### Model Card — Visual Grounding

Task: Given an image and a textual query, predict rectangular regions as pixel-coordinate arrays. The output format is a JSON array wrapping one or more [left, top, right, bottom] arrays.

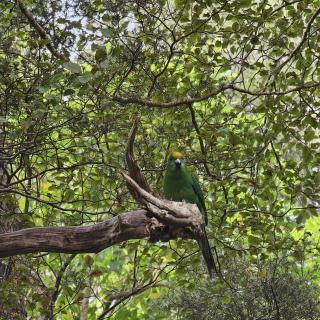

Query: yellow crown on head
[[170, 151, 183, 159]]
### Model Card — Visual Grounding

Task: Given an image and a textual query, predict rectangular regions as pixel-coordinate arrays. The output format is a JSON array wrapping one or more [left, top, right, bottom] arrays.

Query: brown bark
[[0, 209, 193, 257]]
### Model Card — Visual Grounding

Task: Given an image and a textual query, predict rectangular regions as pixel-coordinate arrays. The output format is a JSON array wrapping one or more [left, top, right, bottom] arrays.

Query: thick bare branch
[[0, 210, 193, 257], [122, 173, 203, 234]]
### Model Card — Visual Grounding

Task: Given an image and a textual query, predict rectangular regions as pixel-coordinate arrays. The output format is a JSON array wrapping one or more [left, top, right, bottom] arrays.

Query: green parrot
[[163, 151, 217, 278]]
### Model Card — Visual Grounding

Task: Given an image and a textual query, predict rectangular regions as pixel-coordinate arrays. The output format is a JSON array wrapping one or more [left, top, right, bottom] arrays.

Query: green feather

:::::

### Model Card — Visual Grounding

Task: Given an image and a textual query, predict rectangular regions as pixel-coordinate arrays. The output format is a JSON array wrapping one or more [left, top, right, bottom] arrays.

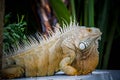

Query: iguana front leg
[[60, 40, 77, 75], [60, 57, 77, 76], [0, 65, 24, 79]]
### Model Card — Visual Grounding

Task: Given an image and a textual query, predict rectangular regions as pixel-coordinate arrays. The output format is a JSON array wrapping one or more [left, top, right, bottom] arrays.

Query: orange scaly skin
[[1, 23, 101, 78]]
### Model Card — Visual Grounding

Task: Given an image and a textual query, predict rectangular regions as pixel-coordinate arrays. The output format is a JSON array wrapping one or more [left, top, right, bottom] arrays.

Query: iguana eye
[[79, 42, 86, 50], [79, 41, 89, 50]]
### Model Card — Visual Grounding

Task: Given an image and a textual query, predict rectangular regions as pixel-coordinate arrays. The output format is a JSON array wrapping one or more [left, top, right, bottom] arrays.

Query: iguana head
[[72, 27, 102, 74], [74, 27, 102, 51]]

:::::

● Required task
Identify each line in the material above that contains the word "green", and copy those lines out in full.

● Response below
Query: green parrot
Query: green feather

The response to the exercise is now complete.